[Exercise aim]
Below are some records; work out how many of their lines contain "peel" and give the number only.

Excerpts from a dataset
Segment Open

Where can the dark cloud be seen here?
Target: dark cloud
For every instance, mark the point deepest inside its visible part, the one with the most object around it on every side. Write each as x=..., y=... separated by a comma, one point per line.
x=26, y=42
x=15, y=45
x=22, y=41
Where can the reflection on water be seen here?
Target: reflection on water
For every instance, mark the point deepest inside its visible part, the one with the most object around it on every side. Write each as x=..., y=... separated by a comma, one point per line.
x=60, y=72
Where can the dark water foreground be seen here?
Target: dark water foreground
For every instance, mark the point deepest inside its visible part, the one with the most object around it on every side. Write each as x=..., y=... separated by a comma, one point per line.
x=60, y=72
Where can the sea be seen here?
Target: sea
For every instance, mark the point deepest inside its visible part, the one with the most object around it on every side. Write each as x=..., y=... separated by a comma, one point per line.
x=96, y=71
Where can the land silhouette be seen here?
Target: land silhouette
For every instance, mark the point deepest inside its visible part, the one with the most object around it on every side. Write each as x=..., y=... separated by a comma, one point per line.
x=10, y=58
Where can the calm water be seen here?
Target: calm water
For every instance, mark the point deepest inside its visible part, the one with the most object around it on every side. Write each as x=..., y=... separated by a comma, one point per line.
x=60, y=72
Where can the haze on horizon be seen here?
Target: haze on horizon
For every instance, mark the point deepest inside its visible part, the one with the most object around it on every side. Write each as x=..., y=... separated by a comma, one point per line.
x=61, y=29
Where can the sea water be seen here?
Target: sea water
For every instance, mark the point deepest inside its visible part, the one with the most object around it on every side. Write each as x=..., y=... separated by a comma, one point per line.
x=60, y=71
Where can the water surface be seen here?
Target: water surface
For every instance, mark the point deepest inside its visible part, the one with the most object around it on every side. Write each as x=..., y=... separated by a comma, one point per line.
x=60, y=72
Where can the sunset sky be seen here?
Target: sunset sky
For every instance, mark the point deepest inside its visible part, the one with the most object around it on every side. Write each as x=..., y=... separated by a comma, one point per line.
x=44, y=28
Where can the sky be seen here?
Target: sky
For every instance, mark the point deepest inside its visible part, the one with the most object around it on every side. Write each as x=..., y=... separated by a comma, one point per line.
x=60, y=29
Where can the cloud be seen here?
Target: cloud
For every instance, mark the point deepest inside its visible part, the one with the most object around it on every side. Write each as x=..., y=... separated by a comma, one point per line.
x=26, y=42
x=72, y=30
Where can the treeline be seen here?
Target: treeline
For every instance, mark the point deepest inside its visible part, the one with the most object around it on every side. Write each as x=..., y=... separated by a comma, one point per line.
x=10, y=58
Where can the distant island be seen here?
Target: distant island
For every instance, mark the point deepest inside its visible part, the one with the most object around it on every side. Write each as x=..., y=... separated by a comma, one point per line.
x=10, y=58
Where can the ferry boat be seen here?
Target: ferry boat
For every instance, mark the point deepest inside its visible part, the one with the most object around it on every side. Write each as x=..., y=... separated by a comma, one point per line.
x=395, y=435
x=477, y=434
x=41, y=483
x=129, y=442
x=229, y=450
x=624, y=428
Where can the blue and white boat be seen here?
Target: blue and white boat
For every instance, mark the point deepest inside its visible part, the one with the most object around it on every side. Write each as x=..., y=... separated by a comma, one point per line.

Segment Closed
Segment Open

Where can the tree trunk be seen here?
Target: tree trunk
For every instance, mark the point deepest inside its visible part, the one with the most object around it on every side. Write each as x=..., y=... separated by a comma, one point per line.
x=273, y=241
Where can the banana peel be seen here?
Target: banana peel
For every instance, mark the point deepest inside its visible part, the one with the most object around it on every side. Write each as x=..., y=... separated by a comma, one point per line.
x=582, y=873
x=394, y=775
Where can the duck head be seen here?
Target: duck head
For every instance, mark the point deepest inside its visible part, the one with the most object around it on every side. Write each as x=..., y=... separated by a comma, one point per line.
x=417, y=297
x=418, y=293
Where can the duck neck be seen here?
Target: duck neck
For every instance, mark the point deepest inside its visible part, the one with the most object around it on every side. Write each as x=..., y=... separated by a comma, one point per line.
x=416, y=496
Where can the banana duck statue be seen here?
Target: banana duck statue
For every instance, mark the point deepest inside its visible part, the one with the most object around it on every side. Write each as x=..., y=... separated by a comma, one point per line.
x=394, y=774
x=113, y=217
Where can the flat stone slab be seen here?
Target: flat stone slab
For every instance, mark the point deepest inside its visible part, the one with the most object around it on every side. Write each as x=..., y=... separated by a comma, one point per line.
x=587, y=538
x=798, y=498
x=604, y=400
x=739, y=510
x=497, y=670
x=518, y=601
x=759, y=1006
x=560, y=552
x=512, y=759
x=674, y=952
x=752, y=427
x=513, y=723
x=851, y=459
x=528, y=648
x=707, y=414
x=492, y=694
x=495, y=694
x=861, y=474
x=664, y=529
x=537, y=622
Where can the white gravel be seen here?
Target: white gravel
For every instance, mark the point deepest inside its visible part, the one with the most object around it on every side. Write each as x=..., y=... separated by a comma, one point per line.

Segment Closed

[Answer to this problem]
2